> Aim of the exercise
Only lines holding the word "bottle" are wanted from the records; copy all of them.

═══ Exercise data ═══

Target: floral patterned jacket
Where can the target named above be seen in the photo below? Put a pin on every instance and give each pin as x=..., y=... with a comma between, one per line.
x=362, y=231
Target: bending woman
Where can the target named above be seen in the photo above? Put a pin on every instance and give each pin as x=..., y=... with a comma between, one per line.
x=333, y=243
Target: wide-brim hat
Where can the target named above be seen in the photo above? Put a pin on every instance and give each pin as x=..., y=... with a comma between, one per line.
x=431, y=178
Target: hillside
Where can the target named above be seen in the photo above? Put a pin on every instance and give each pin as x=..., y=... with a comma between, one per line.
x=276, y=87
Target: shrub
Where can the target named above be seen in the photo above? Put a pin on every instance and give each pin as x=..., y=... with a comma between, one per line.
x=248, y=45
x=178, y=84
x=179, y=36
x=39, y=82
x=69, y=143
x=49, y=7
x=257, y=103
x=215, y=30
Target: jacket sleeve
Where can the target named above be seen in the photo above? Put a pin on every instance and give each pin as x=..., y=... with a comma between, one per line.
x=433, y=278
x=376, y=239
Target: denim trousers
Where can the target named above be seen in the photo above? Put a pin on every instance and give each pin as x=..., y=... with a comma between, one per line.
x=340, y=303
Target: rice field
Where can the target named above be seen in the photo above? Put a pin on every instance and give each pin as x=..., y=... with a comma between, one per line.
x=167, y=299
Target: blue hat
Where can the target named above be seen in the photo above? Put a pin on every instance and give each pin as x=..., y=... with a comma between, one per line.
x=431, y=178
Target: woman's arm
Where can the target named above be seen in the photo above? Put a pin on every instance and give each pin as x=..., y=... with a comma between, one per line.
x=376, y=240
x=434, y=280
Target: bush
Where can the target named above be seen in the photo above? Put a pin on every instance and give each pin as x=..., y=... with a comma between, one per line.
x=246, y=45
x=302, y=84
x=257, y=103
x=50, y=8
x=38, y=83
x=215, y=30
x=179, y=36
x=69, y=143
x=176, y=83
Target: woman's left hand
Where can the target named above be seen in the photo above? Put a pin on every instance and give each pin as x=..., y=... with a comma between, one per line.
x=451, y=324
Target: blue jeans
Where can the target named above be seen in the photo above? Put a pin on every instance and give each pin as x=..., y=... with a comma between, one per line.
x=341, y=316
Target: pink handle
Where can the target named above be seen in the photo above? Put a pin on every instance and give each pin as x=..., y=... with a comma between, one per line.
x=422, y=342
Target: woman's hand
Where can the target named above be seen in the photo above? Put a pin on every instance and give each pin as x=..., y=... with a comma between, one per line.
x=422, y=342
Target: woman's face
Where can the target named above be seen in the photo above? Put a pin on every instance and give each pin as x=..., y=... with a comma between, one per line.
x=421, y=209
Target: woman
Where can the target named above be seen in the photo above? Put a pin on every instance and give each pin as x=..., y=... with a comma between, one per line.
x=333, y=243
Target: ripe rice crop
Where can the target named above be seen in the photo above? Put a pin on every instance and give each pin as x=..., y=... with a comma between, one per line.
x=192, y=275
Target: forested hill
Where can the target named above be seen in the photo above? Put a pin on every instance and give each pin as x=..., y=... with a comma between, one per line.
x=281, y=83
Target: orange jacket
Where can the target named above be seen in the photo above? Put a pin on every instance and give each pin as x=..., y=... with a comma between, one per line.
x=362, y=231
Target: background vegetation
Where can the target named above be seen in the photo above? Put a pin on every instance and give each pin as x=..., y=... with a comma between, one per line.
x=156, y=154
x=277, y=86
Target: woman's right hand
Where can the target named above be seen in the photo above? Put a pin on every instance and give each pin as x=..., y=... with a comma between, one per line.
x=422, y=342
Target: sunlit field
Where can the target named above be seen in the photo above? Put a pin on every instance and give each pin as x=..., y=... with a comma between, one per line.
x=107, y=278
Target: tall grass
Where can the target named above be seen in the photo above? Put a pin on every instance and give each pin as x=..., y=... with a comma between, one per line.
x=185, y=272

═══
═══ Exercise data ═══

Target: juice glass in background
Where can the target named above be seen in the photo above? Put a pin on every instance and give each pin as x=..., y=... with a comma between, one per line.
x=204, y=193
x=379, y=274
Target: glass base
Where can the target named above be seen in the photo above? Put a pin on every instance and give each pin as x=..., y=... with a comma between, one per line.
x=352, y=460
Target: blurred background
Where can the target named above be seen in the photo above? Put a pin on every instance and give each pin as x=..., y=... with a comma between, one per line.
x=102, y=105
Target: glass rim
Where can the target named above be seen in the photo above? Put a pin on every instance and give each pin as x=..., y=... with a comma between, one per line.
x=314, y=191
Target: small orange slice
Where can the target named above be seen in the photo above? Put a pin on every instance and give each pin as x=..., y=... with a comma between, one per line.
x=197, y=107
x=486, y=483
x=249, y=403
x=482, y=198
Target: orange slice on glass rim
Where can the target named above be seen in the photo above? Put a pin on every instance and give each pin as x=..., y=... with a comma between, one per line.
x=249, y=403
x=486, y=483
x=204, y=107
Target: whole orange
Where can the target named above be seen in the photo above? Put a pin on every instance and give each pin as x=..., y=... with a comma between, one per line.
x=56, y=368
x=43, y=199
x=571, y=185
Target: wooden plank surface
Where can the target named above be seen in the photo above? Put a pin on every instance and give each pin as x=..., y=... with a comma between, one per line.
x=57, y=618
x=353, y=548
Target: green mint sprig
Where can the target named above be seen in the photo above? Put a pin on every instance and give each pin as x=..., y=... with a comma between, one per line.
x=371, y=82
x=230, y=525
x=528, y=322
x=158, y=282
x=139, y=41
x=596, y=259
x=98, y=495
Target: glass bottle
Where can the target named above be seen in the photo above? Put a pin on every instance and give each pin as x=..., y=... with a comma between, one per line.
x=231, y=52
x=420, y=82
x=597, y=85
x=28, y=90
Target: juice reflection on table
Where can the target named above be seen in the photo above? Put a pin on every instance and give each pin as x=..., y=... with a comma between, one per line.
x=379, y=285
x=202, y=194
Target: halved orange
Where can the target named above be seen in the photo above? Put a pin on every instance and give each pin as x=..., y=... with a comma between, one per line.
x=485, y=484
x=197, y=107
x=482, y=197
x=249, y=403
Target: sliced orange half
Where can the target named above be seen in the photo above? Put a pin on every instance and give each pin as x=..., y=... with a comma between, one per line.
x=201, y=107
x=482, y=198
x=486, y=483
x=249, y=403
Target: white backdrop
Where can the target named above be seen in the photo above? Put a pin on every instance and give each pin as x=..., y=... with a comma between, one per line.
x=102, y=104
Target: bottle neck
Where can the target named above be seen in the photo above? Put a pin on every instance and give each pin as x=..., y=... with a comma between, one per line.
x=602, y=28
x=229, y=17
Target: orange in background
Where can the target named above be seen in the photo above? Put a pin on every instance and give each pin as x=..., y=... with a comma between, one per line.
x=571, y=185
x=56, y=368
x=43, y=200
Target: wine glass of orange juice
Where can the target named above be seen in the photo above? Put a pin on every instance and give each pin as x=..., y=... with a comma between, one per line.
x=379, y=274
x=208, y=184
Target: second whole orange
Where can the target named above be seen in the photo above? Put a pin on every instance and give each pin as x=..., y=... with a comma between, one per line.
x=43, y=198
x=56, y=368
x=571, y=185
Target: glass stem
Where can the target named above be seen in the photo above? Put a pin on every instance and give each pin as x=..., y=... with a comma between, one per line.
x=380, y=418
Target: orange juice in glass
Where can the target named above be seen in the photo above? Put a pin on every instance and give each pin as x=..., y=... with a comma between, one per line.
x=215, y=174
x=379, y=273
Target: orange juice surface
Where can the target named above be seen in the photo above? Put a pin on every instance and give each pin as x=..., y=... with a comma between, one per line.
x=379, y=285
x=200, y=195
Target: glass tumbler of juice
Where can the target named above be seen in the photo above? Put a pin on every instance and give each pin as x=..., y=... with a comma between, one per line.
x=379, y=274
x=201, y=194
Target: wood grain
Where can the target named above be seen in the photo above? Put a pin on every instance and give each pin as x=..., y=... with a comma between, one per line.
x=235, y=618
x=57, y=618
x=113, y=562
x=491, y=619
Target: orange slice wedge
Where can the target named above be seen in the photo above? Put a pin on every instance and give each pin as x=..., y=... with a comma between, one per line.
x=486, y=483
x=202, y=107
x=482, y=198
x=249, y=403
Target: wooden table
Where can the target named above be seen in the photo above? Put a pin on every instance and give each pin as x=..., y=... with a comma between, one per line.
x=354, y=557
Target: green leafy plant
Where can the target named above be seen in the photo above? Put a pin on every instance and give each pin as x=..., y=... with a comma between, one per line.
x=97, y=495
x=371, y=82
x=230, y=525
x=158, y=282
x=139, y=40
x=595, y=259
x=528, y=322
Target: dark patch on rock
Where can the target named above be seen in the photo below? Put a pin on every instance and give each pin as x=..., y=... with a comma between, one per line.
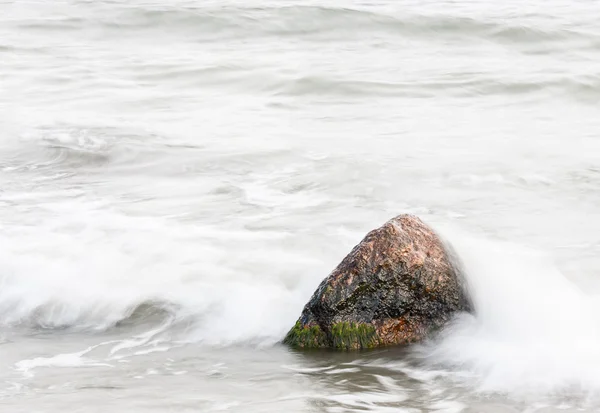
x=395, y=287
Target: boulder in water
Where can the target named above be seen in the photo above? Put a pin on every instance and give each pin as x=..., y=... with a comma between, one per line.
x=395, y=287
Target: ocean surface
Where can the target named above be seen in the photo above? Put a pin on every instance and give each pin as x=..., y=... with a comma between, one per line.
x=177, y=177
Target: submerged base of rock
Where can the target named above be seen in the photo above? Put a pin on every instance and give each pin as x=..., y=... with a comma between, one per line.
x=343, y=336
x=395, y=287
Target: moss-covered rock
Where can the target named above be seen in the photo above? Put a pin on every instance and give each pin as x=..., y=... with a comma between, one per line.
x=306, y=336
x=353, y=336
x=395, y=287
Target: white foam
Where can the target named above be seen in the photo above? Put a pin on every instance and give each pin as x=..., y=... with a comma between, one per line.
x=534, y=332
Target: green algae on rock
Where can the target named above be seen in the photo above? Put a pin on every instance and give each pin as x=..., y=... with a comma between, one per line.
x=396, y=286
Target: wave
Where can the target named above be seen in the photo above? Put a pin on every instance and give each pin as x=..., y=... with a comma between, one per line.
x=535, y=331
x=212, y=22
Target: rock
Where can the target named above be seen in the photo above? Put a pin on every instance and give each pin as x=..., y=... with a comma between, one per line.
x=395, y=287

═══

> The answer
Target: glass bottle
Target: bottle neck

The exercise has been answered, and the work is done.